Это только кажется, что работа журналиста-интервьюера проста. Мол, достаточно встретиться с т.н. "ньюсмейкером", задать ему под диктофон несколько вопросов, опубликовать расшифрованную стенограмму — и все! Наслаждайся теперь вниманием и восхищением заинтересованной общественности! Если читатель так думает, то читатель ничего не знает о трудной, сложной, воистину творческой работе журналиста-интервьюера!
Как это делается?
Конечно, интервью для начала надо все-таки взять.
И стенограмму затем лучше все-таки расшифровать.
Но кто сказал, что творческая работа на этом заканчивается?
И что полученный текст надо публиковать сразу и в нетронутом виде?
Так, конечно, делать нельзя.
Во-первых, наши читатели еще не доросли до понимания всего того, что ньюсмейкер говорит журналисту.
Во-вторых, сам интервьюируемый мог сказать не совсем то или же совсем не то, что на самом деле хотел сказать. Или что от него ожидали. Или что он должен был сказать.
Поэтому когда в руках творческого журналиста появляется стенограмма записанного интервью, то только тогда и начинается настоящая работа. Ибо интервью по своему жанру вовсе не является каким-нибудь диктантом, как кто-то мог ошибочно подумать. Интервью — это в лучшем случае изложение сказанного близко к тексту, а иногда и сочинение по мотивам сказанного.
Как делать интервью (краткая памятка для творческого журналиста).
1. Стенограмма интервью ("исходник") — это не икона, какую ни в коем случае нельзя трогать и на какую можно только молиться. Это по сути лишь "кусок пластилина", предназначенный для лепки настоящего творческого произведения.

» Задания
a: Перечислите все действия, которые, если верить тексту о работе интервьюера, составляют такую работу в глазах тех, кому она кажется простой.
b: Выведите дословно кусок текста о работе интервьюера, начиная со слов «Как это делается?» и дальше вплоть до слов «должен был сказать.».
Этот материал взят из другого источника.

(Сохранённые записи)
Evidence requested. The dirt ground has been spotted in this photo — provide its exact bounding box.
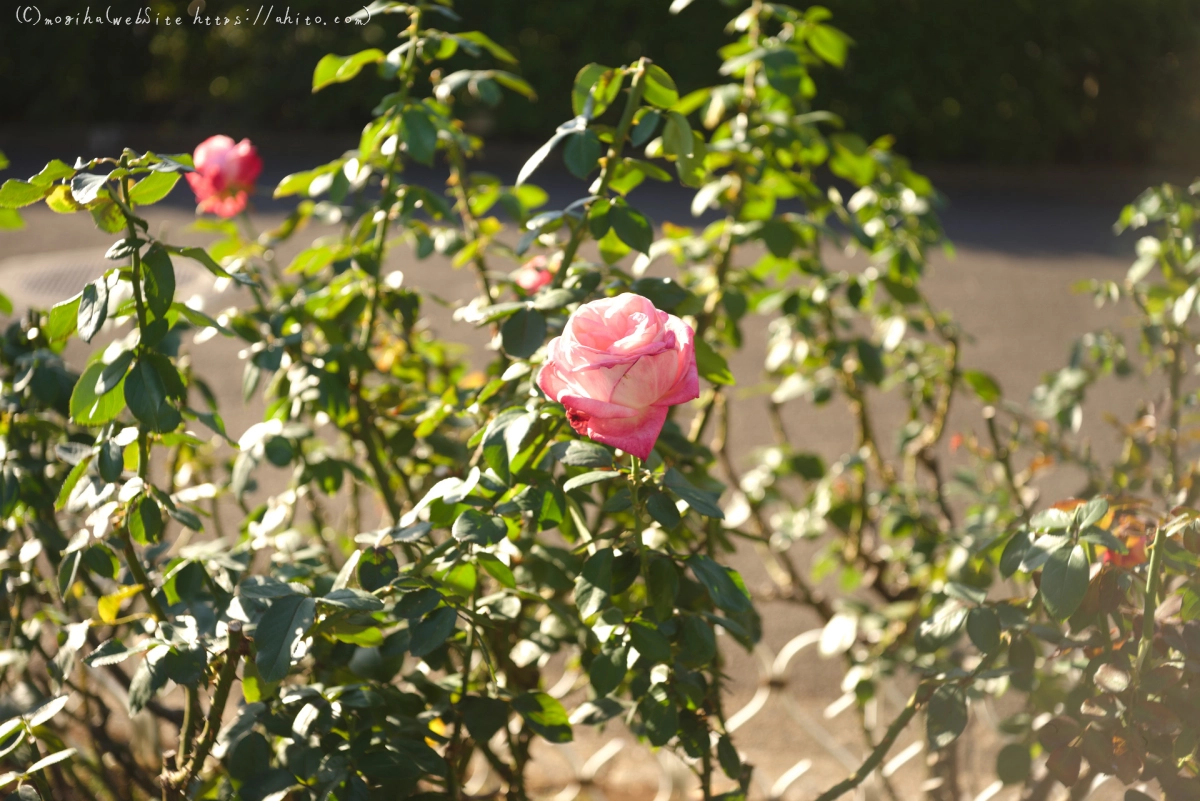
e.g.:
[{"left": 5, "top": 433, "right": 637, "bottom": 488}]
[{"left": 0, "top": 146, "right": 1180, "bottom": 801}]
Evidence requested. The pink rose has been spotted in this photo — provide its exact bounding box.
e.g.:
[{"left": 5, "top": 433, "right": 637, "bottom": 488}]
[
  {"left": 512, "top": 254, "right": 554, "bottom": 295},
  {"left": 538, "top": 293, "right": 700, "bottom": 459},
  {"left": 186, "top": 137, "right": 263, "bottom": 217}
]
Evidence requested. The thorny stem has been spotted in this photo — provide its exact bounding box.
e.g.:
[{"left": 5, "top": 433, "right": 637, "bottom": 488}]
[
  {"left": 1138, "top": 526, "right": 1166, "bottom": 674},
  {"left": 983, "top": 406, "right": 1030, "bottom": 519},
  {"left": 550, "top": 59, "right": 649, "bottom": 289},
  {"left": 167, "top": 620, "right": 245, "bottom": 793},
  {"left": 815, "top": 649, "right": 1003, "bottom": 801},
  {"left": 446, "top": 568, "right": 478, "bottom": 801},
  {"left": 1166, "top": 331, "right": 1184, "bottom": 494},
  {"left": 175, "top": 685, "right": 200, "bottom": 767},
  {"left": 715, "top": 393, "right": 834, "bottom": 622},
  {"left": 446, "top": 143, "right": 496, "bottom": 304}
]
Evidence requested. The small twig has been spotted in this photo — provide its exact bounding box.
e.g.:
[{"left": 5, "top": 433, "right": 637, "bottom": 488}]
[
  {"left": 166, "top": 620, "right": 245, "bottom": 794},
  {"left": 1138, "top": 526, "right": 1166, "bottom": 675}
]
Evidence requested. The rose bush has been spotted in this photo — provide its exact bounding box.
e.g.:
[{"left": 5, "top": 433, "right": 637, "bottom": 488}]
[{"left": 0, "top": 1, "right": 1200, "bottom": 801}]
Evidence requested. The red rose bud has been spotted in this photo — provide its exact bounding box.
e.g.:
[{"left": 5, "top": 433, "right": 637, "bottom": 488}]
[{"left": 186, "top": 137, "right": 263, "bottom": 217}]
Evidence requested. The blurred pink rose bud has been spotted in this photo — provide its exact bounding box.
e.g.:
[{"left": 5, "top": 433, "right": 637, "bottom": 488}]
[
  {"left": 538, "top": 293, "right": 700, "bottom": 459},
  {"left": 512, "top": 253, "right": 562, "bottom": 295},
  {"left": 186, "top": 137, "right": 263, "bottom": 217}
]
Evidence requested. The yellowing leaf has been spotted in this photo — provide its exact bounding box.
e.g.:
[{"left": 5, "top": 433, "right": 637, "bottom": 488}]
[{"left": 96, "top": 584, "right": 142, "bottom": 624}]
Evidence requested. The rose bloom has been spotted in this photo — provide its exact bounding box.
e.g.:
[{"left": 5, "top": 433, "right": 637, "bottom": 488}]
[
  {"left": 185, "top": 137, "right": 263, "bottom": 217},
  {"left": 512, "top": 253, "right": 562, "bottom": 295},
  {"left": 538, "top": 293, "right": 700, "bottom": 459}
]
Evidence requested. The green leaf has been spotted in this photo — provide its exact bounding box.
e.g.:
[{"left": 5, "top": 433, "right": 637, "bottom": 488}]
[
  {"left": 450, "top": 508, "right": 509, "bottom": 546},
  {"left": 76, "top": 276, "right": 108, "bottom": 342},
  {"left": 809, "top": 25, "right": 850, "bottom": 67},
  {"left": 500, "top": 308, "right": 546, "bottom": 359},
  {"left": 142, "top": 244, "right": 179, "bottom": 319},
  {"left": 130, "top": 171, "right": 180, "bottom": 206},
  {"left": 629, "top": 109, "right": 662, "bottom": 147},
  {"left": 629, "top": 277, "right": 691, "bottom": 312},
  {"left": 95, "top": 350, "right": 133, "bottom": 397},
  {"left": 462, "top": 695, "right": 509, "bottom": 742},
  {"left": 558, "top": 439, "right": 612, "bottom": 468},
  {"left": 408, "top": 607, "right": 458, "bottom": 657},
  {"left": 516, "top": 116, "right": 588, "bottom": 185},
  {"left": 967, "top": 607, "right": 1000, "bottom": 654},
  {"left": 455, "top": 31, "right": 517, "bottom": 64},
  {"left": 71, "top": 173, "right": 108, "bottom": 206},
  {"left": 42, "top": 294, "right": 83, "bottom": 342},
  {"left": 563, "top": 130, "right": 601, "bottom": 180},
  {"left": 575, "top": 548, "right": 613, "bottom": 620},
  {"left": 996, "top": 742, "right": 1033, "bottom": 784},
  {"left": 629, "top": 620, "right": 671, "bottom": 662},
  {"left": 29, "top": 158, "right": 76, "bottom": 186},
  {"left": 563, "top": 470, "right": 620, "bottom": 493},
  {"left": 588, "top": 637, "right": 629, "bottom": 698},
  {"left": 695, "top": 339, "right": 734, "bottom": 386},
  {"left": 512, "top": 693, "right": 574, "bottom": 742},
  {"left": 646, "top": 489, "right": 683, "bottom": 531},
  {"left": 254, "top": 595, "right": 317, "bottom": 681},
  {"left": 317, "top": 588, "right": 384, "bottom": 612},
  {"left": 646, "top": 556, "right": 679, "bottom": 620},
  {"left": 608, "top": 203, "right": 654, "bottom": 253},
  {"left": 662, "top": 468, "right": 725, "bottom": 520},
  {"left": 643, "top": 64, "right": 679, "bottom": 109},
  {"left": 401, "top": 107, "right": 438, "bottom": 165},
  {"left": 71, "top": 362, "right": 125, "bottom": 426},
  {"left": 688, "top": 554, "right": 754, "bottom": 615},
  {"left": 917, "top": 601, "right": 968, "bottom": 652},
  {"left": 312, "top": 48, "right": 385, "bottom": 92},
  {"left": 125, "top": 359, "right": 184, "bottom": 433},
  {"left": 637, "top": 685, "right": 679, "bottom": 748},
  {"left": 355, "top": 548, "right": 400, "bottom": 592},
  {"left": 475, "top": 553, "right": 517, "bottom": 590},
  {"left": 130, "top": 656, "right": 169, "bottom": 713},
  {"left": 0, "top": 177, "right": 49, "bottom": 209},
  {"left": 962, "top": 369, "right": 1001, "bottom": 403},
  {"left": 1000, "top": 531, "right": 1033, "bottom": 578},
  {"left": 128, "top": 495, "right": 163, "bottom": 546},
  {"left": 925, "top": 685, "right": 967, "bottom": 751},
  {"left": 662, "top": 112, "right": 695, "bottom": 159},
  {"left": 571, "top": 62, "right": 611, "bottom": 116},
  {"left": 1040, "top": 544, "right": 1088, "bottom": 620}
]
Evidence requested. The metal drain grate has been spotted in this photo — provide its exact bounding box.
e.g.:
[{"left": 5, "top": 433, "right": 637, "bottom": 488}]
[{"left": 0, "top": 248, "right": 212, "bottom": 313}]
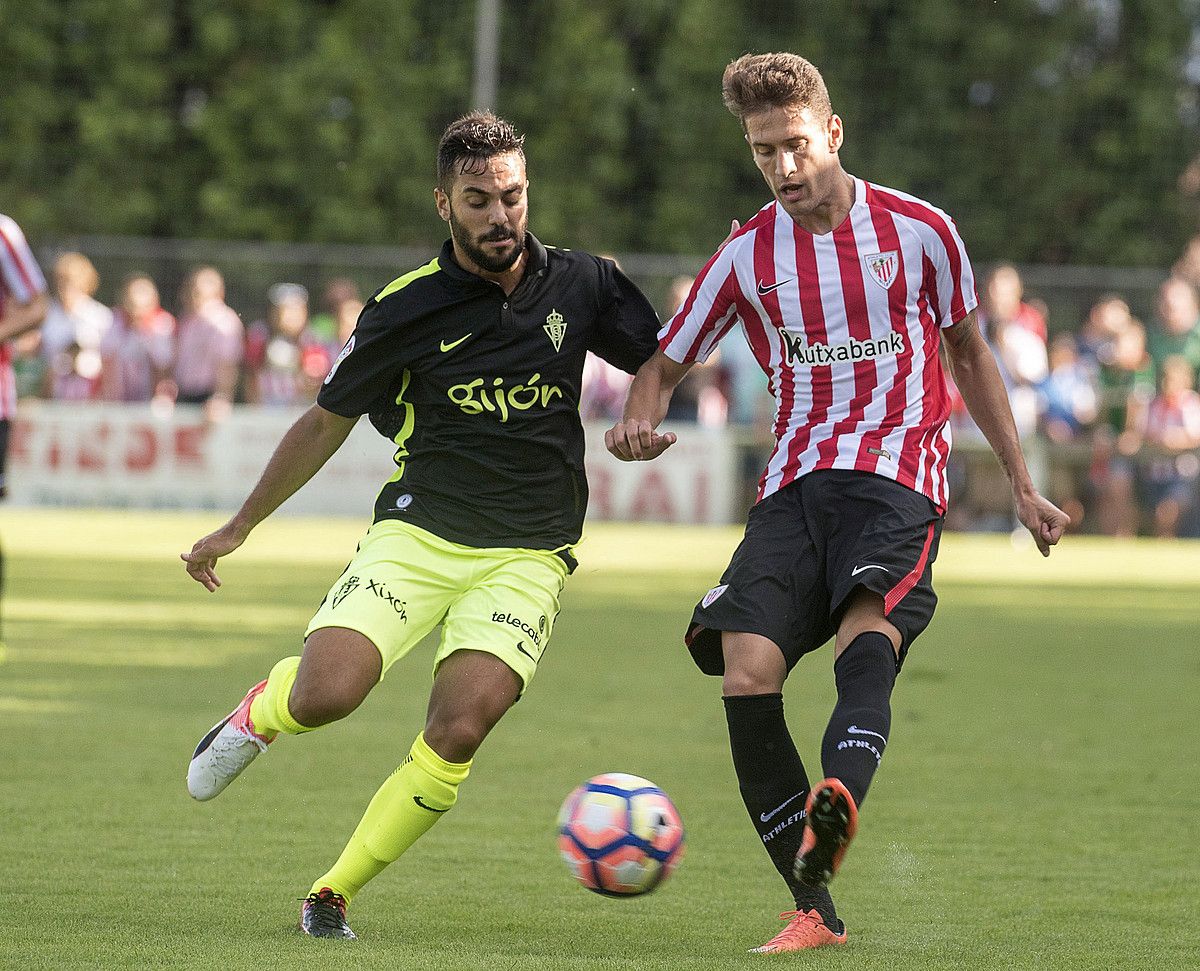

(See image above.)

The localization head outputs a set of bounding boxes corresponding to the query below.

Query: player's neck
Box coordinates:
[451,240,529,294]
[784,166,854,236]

» Ответы по заданиям
a:
- встретиться с т.н. "ньюсмейкером"
- задать ему под диктофон несколько вопросов
- опубликовать расшифрованную стенограмму

b:
Как это делается?
Конечно, интервью для начала надо все-таки взять.
И стенограмму затем лучше все-таки расшифровать.
Но кто сказал, что творческая работа на этом заканчивается?
И что полученный текст надо публиковать сразу и в нетронутом виде?
Так, конечно, делать нельзя.
Во-первых, наши читатели еще не доросли до понимания всего того, что ньюсмейкер говорит журналисту.
Во-вторых, сам интервьюируемый мог сказать не совсем то или же совсем не то, что на самом деле хотел сказать. Или что от него ожидали. Или что он должен был сказать.